::: EXCERTO DA PÁGINA :::
Das mudanças que nunca o chegaram a ser, das transições do mesmo e dos princípios da continuidade, Janus representa o acesso a qualquer coisa que tanto tem de belo como de trágico. É ele que, na mitologia romana, define o nosso valor no mundo e que nos abre a porta ao futuro. Apesar de eu manter a minha convicção de que também a pode fechar (aliás, como é função de qualquer porta) admito alguma afetividade inerente à ideia do poder do início. Na verdade, prefiro a palavra recomeço.

Janus permite-nos fazer esse balanço de vida. Das nossas falhas. Das falhas dos outros. Dos erros e dos desacertos. Desse olhar, por cima do ombro, que nos indica o quê e quem deixamos para trás e, por outro lado, quem nos deixou cair. É a oportunidade de analisar os momentos de decisões e escolhas e as duas faces cujas vozes nos segredam ao ouvido a história de mais um ano. Mas é também o instante das expectativas que cada um de nós carrega no coração. Instante porque tende a esmorecer e a ser diluído dentro de si próprio. É a espera de que, pelo menos, o mundo seja menos severo no tempo que se segue.

Creio que em alguns casos, Janus foi entendido no sentido literal da sua figura. Ou seja, o puro senso comum diz-me que a bipolaridade corrosiva do carácter poderia ser uma influência deste deus. Mas, perante tamanha injustiça para com o divino, concluo que nenhum deus tem coisa alguma a ver com a indigência de espírito. Como diria o mais sábio dos homens, o meu pai: “É assim, filha, a inteligência e a bondade não são compráveis. Mas são vendíveis”. A miséria das ideias e a pobreza da alma são o resultado de uma condição da natureza que a educação procura combater. Há casos de sucesso na vida e episódios raros na política. Devo dizer ao leitor, mas com muita insegurança, que a maior doença dos Homens é o encerramento na vaidade que se pavoneia em cabeças desertas. Penso que nestes casos não há portas de Janus que lhes sirvam. Não tenho a certeza. Dizem que os deuses são bons. Também não sei. Alguns Homens, definitivamente, não o são. A esses as Portas estão interditas.

É verdade que Janus simboliza o princípio de uma nova caminhada, mas ele também serve para invocar a morte. Ele é começo e fim. É, ainda, o guardião da entrada no paraíso e aquele que decide quem terá acesso aos deuses. De alguma maneira, o seu trabalho é político pois protege os seus. Não sei bem se ampara os homens ou os deuses. Peço desculpa ao leitor por saber tão pouca coisa e não ter grandes respostas sobre os (re)começos. Mas há em mim, pelo menos, a crença de que Janus irá permitir que janeiro seja bem mais honrado do que os restantes meses do ano que ficaram para trás.
:::
§ LISTA DE ATIVIDADES:
A. Reproduza o trecho do texto sobre Janus que começa em "Janus permite-nos fazer" e vai até "que se segue.".
B. Reescreva de forma mais breve o parágrafo do texto sobre Janus que começa por "É verdade que Janus simboliza", mantendo os seus factos principais.
C. No texto sobre Janus, que palavra diz preferir quem escreve, a propósito da ideia do poder do início?
::: DADOS FORNECIDOS :::
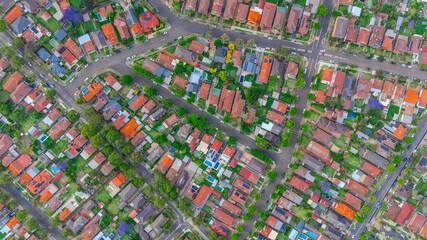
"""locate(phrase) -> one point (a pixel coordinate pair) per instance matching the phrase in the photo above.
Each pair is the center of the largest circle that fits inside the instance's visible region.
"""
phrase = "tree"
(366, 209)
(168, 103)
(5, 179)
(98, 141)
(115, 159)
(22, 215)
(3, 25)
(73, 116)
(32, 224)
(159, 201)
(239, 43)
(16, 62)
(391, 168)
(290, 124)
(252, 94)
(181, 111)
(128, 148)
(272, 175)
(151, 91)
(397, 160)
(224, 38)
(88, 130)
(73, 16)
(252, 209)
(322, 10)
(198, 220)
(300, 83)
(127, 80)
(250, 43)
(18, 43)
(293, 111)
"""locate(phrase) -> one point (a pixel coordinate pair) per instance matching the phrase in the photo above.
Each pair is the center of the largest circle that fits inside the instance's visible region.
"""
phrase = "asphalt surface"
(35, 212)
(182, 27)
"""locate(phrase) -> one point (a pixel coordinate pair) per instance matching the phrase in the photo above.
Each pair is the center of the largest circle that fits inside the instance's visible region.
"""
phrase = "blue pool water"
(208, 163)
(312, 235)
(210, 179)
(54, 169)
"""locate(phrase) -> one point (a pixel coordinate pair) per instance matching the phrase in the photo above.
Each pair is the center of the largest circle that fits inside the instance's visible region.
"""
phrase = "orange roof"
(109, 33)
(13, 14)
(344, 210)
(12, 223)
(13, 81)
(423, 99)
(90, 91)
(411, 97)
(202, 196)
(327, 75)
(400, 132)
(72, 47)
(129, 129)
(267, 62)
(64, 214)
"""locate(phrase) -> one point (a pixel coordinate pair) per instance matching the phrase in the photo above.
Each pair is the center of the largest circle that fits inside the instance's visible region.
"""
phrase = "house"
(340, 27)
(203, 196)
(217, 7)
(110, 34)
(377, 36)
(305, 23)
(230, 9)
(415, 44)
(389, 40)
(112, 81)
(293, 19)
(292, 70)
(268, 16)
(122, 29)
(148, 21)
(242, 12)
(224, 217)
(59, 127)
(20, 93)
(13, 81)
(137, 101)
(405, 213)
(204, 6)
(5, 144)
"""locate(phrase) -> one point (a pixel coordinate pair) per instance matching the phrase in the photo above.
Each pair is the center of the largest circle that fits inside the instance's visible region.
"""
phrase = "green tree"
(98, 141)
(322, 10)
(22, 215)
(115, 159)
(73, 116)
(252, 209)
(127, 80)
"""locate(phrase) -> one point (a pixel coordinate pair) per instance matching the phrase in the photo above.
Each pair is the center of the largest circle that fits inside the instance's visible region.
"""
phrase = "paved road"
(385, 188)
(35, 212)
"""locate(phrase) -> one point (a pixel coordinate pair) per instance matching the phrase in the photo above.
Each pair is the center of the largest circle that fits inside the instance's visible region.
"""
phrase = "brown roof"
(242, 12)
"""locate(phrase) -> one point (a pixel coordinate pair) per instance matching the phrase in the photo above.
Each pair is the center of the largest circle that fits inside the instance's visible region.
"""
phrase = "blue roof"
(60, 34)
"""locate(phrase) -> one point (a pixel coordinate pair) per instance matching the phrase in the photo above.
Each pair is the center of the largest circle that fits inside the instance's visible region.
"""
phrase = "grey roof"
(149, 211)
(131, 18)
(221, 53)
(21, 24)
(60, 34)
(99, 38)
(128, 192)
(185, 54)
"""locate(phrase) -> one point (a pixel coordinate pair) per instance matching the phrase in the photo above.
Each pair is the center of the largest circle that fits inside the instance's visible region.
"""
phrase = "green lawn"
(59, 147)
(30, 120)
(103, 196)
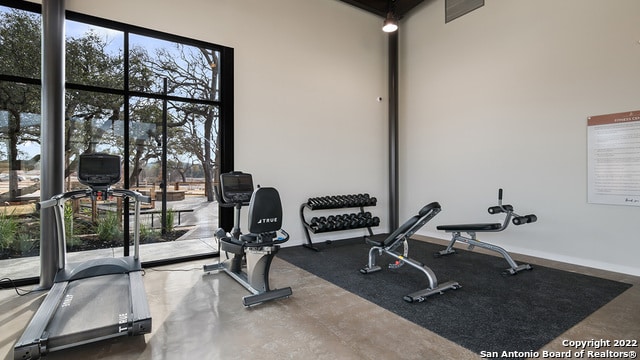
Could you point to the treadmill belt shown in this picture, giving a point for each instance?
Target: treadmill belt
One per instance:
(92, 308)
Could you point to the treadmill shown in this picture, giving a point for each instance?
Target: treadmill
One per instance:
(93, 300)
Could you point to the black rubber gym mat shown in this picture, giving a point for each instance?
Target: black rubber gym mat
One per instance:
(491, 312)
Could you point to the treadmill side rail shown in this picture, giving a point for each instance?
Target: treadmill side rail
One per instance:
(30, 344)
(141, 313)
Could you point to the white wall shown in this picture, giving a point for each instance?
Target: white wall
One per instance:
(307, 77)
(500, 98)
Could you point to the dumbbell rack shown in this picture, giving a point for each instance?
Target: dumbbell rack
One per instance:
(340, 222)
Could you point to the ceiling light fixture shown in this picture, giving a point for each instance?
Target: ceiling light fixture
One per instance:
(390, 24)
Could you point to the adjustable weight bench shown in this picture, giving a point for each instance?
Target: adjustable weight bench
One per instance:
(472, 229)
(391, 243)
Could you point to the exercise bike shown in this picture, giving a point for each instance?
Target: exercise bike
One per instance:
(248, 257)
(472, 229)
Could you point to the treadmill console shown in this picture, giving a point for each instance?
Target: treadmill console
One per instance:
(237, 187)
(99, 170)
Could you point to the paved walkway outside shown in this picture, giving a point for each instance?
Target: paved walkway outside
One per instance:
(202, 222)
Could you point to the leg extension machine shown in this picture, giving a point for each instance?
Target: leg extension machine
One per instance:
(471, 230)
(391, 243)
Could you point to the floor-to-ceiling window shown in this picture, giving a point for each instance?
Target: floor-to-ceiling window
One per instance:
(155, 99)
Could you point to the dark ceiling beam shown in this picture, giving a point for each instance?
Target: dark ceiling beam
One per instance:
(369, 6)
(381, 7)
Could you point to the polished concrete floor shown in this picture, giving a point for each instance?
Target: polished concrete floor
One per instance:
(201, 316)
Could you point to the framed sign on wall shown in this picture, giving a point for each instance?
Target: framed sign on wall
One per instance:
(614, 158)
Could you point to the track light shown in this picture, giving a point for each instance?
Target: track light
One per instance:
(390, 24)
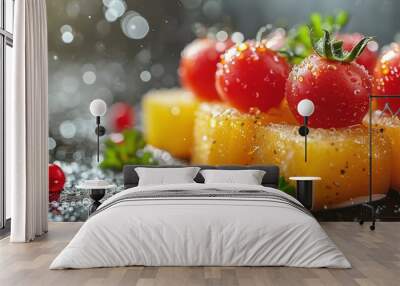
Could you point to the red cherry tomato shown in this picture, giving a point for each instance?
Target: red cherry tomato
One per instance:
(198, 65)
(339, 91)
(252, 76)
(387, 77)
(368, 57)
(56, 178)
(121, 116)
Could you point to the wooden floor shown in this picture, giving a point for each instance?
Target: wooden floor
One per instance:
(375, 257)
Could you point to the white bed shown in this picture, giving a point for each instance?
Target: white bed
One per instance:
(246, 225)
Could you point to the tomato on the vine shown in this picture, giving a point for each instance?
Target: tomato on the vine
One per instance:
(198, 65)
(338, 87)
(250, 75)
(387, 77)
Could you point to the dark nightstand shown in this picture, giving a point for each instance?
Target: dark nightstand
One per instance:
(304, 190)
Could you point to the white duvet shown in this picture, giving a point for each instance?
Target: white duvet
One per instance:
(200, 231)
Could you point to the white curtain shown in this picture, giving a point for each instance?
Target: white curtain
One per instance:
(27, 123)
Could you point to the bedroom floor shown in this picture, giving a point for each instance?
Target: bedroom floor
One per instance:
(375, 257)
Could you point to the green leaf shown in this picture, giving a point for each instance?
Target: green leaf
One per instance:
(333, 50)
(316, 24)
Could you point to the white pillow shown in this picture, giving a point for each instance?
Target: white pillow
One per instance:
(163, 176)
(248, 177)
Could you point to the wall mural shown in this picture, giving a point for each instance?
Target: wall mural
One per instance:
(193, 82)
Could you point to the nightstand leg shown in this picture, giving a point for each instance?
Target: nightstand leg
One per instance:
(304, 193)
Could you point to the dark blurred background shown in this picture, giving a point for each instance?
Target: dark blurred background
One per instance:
:::
::: DADOS FORNECIDOS :::
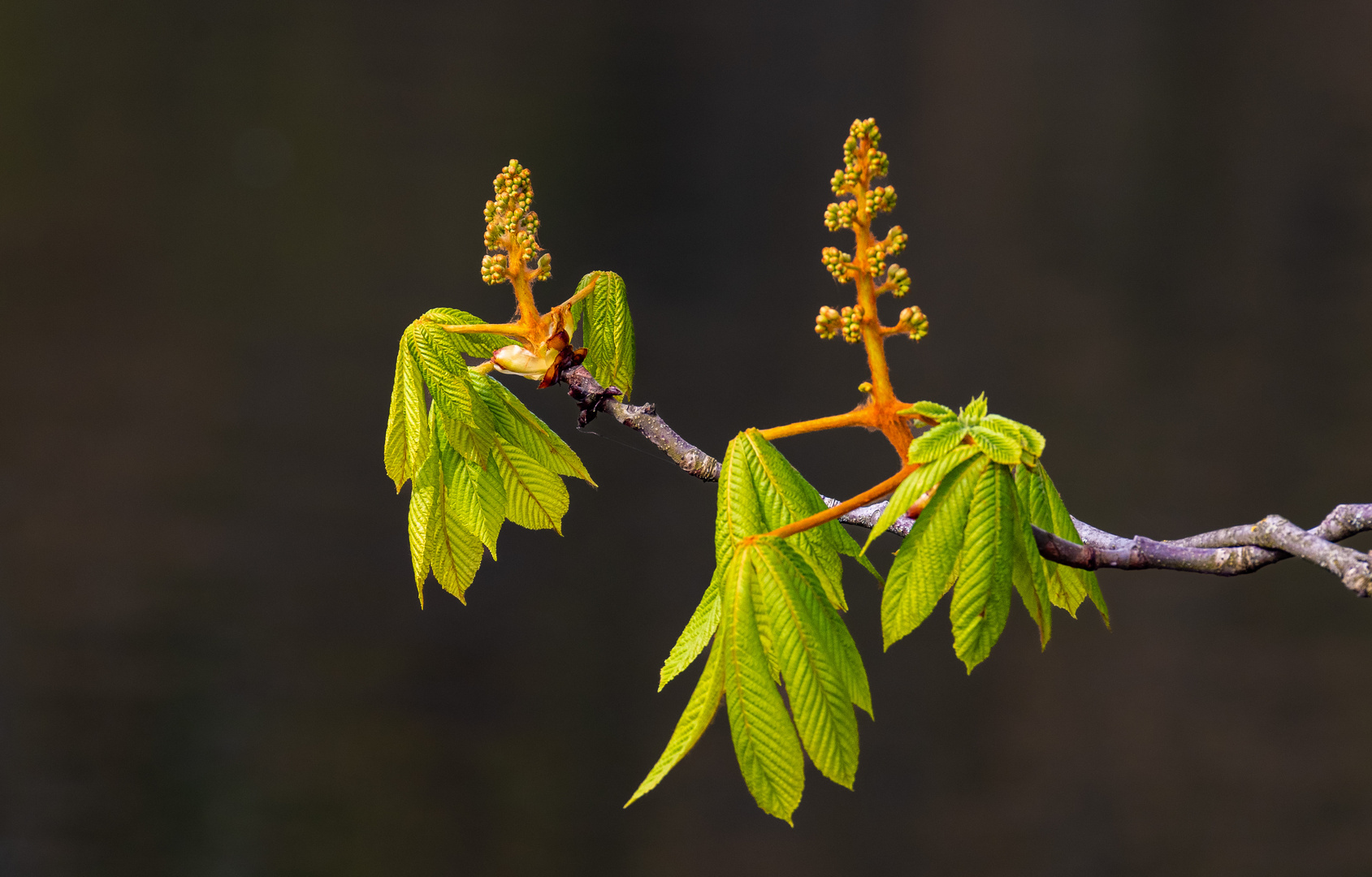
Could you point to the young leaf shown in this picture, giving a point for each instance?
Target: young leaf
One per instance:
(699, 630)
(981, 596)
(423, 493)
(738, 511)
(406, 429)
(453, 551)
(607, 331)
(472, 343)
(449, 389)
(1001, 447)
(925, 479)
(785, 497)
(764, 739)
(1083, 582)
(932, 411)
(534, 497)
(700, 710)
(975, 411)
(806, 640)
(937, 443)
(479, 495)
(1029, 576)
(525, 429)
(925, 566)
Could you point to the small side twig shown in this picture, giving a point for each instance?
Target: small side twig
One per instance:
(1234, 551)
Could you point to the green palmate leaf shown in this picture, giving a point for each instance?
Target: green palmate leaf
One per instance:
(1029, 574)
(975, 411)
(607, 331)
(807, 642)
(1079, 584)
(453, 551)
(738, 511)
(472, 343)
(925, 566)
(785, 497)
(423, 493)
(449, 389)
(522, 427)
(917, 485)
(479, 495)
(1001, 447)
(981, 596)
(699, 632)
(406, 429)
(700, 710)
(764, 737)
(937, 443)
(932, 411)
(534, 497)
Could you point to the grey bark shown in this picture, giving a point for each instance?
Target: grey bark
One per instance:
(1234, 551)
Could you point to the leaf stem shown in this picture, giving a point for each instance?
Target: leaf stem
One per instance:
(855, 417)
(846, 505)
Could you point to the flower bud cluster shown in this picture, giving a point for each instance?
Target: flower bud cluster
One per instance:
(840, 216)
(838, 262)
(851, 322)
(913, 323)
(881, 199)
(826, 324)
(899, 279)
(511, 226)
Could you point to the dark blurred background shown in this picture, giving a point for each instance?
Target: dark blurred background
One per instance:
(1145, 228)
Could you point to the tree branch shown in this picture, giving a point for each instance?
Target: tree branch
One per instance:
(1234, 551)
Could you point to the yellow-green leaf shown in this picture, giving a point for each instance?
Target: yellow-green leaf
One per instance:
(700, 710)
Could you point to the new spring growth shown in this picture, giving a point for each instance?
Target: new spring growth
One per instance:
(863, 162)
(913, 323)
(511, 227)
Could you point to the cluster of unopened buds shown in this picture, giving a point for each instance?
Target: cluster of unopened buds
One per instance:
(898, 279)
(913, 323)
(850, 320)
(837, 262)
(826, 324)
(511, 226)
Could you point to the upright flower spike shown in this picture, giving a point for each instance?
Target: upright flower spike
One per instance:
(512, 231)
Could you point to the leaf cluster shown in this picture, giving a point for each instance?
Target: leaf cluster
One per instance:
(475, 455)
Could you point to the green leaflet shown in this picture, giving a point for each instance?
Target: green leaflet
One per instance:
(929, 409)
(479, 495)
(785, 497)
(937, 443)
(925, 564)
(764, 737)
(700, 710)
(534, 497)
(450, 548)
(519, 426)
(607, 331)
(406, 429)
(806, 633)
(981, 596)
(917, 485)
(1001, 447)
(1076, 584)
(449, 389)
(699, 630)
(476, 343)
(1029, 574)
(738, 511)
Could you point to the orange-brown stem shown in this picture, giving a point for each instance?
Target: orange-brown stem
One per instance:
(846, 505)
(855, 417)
:::
§ SOLUÇÕES POR TAREFA:
A.
Janus permite-nos fazer esse balanço de vida. Das nossas falhas. Das falhas dos outros. Dos erros e dos desacertos. Desse olhar, por cima do ombro, que nos indica o quê e quem deixamos para trás e, por outro lado, quem nos deixou cair. É a oportunidade de analisar os momentos de decisões e escolhas e as duas faces cujas vozes nos segredam ao ouvido a história de mais um ano. Mas é também o instante das expectativas que cada um de nós carrega no coração. Instante porque tende a esmorecer e a ser diluído dentro de si próprio. É a espera de que, pelo menos, o mundo seja menos severo no tempo que se segue.

B. Janus simboliza o início de uma nova caminhada, mas também serve para invocar a morte: é começo e fim. É o guardião da entrada no paraíso e decide quem terá acesso aos deuses, num trabalho de certo modo político, pois protege os seus. Quem escreve admite saber pouco sobre os (re)começos. Ainda assim, crê que Janus permitirá que janeiro seja mais honrado do que os meses do ano que ficaram para trás.

C. A palavra recomeço.